═══ Data listing ═══

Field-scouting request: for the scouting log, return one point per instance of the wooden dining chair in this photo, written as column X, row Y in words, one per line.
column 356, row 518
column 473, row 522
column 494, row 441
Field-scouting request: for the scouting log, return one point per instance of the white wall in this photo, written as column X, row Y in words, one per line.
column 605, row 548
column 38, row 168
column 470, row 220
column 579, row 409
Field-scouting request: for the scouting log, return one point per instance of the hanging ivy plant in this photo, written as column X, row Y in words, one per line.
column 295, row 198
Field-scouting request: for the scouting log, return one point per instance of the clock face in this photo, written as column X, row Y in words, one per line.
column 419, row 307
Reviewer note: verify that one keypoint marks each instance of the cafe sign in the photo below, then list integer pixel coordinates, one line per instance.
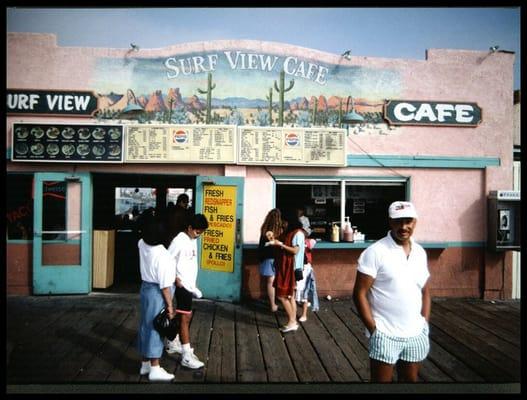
(409, 112)
(71, 103)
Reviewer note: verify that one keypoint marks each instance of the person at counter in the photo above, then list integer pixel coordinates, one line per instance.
(271, 228)
(306, 225)
(289, 259)
(393, 299)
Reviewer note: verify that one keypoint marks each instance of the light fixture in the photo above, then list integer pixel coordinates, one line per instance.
(346, 55)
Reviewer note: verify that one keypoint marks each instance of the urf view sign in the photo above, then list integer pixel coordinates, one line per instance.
(408, 112)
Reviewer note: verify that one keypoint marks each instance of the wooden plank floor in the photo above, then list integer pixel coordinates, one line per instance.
(91, 339)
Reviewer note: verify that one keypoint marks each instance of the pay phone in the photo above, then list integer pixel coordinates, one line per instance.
(503, 220)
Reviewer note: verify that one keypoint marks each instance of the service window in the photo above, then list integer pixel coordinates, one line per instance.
(367, 206)
(365, 202)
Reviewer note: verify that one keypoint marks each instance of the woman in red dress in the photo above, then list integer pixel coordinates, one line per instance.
(290, 252)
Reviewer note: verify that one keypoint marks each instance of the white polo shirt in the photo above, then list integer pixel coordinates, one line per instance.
(185, 252)
(156, 265)
(396, 294)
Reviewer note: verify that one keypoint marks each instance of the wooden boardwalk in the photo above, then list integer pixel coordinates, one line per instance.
(91, 340)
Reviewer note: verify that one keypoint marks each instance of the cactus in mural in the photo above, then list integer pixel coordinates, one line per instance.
(281, 90)
(170, 103)
(208, 92)
(270, 98)
(340, 112)
(314, 113)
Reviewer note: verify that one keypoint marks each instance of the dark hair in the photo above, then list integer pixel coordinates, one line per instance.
(199, 221)
(291, 217)
(182, 197)
(153, 231)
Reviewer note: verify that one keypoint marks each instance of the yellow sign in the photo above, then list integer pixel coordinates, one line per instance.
(218, 241)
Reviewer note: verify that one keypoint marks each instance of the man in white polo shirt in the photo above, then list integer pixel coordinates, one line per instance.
(393, 299)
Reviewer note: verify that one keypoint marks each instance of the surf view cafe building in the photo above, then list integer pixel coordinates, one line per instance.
(95, 136)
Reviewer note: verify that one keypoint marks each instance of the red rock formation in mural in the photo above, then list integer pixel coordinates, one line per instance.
(322, 103)
(142, 101)
(193, 102)
(156, 102)
(177, 100)
(334, 102)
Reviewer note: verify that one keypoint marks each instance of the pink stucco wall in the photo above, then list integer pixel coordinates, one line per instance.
(36, 62)
(451, 202)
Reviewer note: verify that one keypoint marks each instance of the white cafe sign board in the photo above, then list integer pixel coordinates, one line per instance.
(229, 144)
(291, 146)
(181, 144)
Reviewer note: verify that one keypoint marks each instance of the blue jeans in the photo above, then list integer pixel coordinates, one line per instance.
(149, 343)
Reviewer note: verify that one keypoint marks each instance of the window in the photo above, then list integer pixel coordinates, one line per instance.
(365, 202)
(19, 210)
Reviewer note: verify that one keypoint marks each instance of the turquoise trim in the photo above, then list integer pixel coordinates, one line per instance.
(63, 279)
(363, 245)
(335, 178)
(362, 160)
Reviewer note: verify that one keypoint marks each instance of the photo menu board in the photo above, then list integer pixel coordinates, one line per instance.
(52, 142)
(292, 146)
(181, 143)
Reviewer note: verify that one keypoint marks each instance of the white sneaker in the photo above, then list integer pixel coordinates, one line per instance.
(190, 360)
(158, 374)
(145, 368)
(173, 346)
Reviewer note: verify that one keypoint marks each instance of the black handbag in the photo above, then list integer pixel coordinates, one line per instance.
(299, 275)
(165, 326)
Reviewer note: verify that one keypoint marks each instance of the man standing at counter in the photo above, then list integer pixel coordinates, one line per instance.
(393, 299)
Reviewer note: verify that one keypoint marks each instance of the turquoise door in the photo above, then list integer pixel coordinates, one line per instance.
(220, 199)
(62, 234)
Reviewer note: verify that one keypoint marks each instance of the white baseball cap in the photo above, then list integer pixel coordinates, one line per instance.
(402, 209)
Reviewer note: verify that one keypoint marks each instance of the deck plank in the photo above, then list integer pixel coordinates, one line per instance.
(92, 339)
(249, 359)
(279, 369)
(347, 342)
(306, 362)
(126, 367)
(331, 355)
(200, 331)
(221, 363)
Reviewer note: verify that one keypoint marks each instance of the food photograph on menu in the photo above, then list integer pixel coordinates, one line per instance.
(67, 142)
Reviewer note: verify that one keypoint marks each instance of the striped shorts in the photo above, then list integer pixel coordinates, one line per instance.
(389, 349)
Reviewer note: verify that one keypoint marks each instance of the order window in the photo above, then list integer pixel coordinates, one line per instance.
(328, 202)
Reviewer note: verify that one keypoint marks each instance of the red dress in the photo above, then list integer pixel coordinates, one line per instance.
(284, 281)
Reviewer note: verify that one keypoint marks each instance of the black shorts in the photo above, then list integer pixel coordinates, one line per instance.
(183, 301)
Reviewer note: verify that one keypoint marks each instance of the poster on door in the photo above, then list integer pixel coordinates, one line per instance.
(218, 241)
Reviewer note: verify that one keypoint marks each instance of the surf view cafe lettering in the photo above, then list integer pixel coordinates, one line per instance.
(238, 60)
(403, 112)
(219, 206)
(51, 102)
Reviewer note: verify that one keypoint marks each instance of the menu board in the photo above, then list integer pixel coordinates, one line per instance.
(181, 143)
(67, 142)
(292, 146)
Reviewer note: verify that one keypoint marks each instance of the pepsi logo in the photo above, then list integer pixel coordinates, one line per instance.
(180, 137)
(291, 139)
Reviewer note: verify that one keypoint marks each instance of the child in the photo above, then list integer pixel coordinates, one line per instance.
(306, 288)
(184, 250)
(157, 288)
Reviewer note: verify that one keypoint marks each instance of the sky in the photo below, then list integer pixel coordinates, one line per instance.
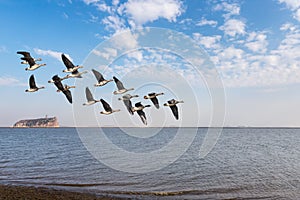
(253, 46)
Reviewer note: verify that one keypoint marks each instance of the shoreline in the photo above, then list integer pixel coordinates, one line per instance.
(14, 192)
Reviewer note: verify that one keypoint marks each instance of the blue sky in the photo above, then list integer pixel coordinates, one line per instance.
(253, 44)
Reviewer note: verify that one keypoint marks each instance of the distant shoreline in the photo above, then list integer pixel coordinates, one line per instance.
(227, 127)
(31, 192)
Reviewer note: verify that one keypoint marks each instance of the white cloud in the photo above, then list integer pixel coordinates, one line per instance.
(233, 27)
(107, 54)
(88, 2)
(230, 9)
(209, 42)
(54, 54)
(204, 22)
(294, 6)
(257, 42)
(288, 27)
(145, 11)
(291, 4)
(114, 23)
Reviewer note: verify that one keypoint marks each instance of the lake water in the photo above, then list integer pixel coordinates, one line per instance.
(254, 163)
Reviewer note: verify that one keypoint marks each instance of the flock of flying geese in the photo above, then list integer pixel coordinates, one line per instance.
(73, 72)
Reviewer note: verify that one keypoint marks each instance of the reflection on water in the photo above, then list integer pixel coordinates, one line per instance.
(245, 163)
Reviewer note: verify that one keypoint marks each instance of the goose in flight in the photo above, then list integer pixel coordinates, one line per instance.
(126, 100)
(66, 87)
(172, 104)
(89, 97)
(153, 98)
(107, 109)
(32, 85)
(139, 109)
(60, 87)
(52, 81)
(69, 65)
(75, 74)
(27, 59)
(100, 79)
(120, 86)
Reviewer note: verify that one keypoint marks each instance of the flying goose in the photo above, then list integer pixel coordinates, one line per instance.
(107, 109)
(126, 100)
(32, 85)
(89, 97)
(69, 65)
(153, 98)
(75, 74)
(52, 81)
(172, 104)
(120, 86)
(60, 87)
(66, 87)
(100, 79)
(27, 59)
(139, 109)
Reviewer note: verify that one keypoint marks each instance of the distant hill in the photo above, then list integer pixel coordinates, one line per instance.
(47, 122)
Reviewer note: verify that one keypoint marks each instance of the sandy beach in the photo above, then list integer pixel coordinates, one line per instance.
(8, 192)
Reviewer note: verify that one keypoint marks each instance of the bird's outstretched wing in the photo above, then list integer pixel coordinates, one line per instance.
(98, 75)
(24, 53)
(68, 95)
(106, 106)
(67, 62)
(142, 115)
(128, 105)
(119, 84)
(155, 102)
(88, 94)
(27, 57)
(57, 83)
(174, 111)
(32, 82)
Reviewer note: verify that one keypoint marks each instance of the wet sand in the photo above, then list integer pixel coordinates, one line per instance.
(8, 192)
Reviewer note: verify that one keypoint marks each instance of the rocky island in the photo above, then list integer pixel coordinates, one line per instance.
(47, 122)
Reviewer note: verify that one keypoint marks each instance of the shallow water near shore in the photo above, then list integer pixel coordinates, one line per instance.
(256, 163)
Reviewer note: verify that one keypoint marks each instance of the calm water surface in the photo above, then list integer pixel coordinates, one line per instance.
(245, 163)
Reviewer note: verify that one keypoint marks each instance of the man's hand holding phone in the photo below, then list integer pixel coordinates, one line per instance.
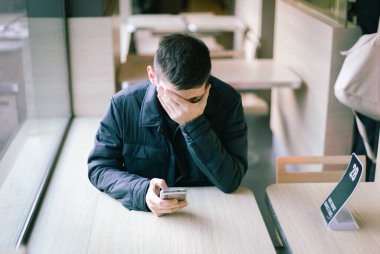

═══

Please set down, exactly and with nothing added, the lines from the line with "of the rocky" to the end of the entries above, omitting pictures.

Reviewer note: verify that one keypoint marks each instance of the rocky island in the photo above, then list integer pixel coordinates, one line per instance.
(47, 122)
Reviewer note: verify that one keypoint marks each instance of the shallow water near shore in the photo above, then list integer pixel coordinates, one line per instance.
(256, 163)
Reviewer note: verify that one keypoint marks each instance of the calm water surface in the photo above, then list integer pixel coordinates, one line per instance.
(245, 163)
Reviewer note: verify that one keypoint marks each instance of the man's hand holding phone in the photo below, then list integer pixel coordinates, one line per instance.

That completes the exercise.